» **Required work**:
Every entry here needs to be repeated exactly.

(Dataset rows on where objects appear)

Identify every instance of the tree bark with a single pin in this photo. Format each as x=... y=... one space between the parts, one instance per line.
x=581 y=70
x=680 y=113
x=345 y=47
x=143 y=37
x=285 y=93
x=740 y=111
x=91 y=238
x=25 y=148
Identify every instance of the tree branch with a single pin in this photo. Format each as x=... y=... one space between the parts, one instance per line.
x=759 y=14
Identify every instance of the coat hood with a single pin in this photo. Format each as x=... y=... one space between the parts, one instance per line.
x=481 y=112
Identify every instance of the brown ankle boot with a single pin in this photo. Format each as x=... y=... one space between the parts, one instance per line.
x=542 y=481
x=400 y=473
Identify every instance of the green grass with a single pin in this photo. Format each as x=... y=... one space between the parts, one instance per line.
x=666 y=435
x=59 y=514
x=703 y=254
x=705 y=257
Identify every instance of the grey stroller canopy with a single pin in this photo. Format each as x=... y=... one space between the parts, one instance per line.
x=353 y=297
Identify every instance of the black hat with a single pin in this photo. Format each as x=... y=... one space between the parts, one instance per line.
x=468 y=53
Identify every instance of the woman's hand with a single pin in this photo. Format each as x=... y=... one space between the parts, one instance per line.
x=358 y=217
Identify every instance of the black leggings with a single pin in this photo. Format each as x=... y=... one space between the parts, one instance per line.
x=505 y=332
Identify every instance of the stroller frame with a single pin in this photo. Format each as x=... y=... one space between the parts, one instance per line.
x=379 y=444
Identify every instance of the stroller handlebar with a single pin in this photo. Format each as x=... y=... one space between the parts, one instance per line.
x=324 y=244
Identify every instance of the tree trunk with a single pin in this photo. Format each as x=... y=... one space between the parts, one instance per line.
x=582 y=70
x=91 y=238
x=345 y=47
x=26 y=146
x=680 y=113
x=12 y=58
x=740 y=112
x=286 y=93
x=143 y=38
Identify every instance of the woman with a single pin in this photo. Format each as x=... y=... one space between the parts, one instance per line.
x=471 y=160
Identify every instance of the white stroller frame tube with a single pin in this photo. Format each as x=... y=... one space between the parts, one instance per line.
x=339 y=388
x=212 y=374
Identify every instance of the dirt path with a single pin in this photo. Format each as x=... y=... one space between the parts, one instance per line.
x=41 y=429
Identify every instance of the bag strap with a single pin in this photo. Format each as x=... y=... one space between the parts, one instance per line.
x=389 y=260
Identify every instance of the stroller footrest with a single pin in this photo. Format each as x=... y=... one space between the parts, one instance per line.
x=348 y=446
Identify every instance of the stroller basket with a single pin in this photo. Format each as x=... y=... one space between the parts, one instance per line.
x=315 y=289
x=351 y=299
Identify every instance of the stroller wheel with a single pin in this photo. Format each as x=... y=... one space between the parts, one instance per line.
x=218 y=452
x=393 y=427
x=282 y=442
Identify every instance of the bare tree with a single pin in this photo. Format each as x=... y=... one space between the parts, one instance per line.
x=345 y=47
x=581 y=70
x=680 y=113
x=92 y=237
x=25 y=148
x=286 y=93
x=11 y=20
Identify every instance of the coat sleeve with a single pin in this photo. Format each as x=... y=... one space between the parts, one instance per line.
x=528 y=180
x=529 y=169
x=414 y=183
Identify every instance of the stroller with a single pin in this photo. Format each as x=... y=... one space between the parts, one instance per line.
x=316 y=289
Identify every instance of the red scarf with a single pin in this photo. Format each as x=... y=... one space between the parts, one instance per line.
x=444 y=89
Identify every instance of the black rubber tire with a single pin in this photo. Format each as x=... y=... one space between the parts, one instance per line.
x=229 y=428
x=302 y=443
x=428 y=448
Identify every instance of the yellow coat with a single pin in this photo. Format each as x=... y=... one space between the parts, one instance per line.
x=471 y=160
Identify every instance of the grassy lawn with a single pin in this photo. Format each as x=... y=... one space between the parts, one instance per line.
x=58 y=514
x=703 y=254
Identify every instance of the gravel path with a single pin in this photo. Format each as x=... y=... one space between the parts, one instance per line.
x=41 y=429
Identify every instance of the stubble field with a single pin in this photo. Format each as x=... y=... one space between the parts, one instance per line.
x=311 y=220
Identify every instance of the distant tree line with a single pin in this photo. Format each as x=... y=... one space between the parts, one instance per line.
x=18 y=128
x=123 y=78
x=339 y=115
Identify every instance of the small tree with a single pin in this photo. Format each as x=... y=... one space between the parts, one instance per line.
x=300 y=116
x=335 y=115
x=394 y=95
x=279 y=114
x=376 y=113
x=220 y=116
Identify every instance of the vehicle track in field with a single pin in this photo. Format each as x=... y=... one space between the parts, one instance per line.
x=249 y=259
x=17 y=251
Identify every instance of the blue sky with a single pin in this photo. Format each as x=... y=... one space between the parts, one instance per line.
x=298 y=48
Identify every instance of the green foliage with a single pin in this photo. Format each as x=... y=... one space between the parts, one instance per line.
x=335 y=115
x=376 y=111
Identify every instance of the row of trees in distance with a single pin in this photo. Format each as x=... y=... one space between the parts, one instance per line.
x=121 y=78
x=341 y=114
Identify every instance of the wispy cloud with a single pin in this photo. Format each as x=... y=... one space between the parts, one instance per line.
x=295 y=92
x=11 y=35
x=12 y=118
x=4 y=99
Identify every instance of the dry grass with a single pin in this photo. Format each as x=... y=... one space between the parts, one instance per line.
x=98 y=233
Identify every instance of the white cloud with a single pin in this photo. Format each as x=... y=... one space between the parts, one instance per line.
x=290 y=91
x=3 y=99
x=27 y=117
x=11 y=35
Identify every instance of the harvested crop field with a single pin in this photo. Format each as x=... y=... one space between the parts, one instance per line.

» **Written answer**:
Identify every instance of the tree bark with a single pin in this photo. Format each as x=... y=... one space between the parts, one instance per line.
x=581 y=70
x=680 y=113
x=345 y=47
x=143 y=37
x=285 y=93
x=740 y=111
x=91 y=238
x=25 y=148
Identify every instance of the tree branch with a single pin in this photo. Format each as x=... y=... one space between the parts, one instance per line.
x=759 y=14
Identify every instance of the coat hood with a single pin in this photo. Format each as x=... y=... one space between the parts, one instance per line.
x=481 y=112
Identify every instance of the brown ankle boot with a single pin in this photo. Format each as x=... y=... one space between the parts, one instance per line.
x=542 y=481
x=400 y=473
Identify every instance of the green grass with a single pin in this photo. Format each as x=... y=... one space between the parts, one instance per line.
x=666 y=435
x=59 y=514
x=703 y=254
x=705 y=257
Identify every instance of the grey stroller canopy with a single pin in this photo. Format each as x=... y=... one space between the parts, one instance per line.
x=353 y=297
Identify every instance of the black hat with a single pin in this photo. Format each as x=... y=... one space between the parts, one instance per line.
x=468 y=53
Identify every instance of the woman's hand with a single pin in this photo. Format each as x=... y=... one space between the parts, one instance per line.
x=358 y=217
Identify every instance of the black leggings with a single pin in this photo. Format each as x=... y=... one space between the parts, one instance per line.
x=505 y=332
Identify every instance of the stroller frame with a single pin in this photo. Format each as x=... y=... one space between the parts, one instance per line.
x=379 y=444
Identify every instance of the stroller handlebar with a single pin in this photo. Format each as x=... y=... one space between the parts, one instance per line.
x=324 y=244
Identify every instance of the tree trunk with a single pin in this photo. Format each as x=... y=... one space between the parts, one instance per line.
x=582 y=70
x=91 y=238
x=345 y=47
x=26 y=146
x=680 y=113
x=12 y=58
x=740 y=112
x=286 y=93
x=143 y=38
Identify every instance of the woman with a single pin in this photo. Format each as x=... y=... one space between the parts, one instance per line.
x=471 y=160
Identify every instance of the white stroller frame tube with a single pin in this photo. Format each as x=... y=... one space between the parts, one instance per line.
x=339 y=388
x=212 y=374
Identify every instance of the dirt path with a single pin in this photo. Format each as x=... y=... one space between the parts, one instance per line.
x=41 y=429
Identify every instance of the bag strap with a single pin in this photo. Format each as x=... y=... one space between the parts, one instance per line.
x=389 y=260
Identify every instance of the stroller footrest with a single pin in this photo. Format each as x=... y=... one space between the parts, one instance per line.
x=348 y=446
Identify every instance of the stroller basket with a single pin in this photo. Format each as x=... y=... one space between the parts, one instance per line.
x=315 y=289
x=351 y=299
Identify every instance of the stroller wheel with a single pin in this photo. Format each as x=... y=... one space between the parts, one instance per line.
x=218 y=452
x=393 y=427
x=282 y=442
Identify every instance of the bare tree with a single pin in this photo. Format each as x=... y=... one space between the parts, one instance per line.
x=345 y=47
x=581 y=70
x=680 y=113
x=92 y=237
x=25 y=148
x=286 y=93
x=11 y=20
Identify every instance of the coat sleeve with a single pin in this photo. Format each as x=... y=... one space between the parts, one instance per line.
x=528 y=180
x=529 y=169
x=414 y=183
Identify every instance of the stroller with a single pin in this photo. Format each as x=... y=... one space between the parts, one instance per line.
x=316 y=289
Identify every instance of the red scarf with a single pin in this photo. Format each as x=... y=... one space between the parts, one instance per line.
x=444 y=89
Identify every instance of the black rubber tire with a single pin in this photo. Format each as x=... y=... one space between the parts, one instance per line.
x=229 y=428
x=302 y=443
x=428 y=448
Identify every instance of the yellow coat with a single pin in this photo. Format each as x=... y=... one space between the parts, one instance per line.
x=471 y=160
Identify every instance of the grassy lawn with a single pin in this photo. Format each as x=... y=... one space between the parts, one instance per line.
x=58 y=514
x=703 y=254
Identify every instance of the gravel path with a single pin in this photo. Format each as x=... y=... one space between the parts, one instance per line.
x=41 y=429
Identify every instance of the stubble field with a single pin in this photo. Format each as x=... y=... one space between the parts, one instance per line.
x=311 y=220
Identify every instance of the distant tree line with a single pin in this photo. Format each as x=... y=... one space between the parts, one instance per line.
x=18 y=128
x=123 y=78
x=339 y=115
Identify every instance of the small tree with a single pin in this photo. Format each as x=... y=... one space between the parts, one instance per line.
x=300 y=116
x=335 y=115
x=394 y=95
x=279 y=114
x=376 y=113
x=220 y=116
Identify every instance of the vehicle track in field with a single pin in this photo. Format each as x=... y=... one space between the parts, one instance per line.
x=249 y=259
x=17 y=251
Identify every instance of the blue sky with a single pin in this photo. Format each as x=... y=... one space between the parts, one instance per line.
x=298 y=48
Identify every instance of the green foliage with a single pin in this photo. Format each as x=... y=... one space between the parts, one instance per line.
x=335 y=115
x=376 y=111
Identify every instance of the row of trees in distance with a single pin in this photo. Format each as x=... y=... one space between the parts, one instance per line.
x=121 y=78
x=341 y=114
Identify every instance of the wispy cloud with a single pin in this photo. Format each as x=... y=... one space between the parts, one instance per line.
x=295 y=92
x=11 y=35
x=12 y=118
x=4 y=99
Identify every instance of the dry grass with a single pin in this photo. Format each as x=... y=... one space between the parts, one instance per line.
x=98 y=233
Identify every instance of the white cloud with a single pin in this photo. Format each as x=... y=... one space between the parts, one instance per line.
x=290 y=91
x=3 y=99
x=27 y=117
x=11 y=35
Identify every instance of the harvested crop field with a single pin in this photo. Format each as x=... y=... one space between the parts, one instance per line.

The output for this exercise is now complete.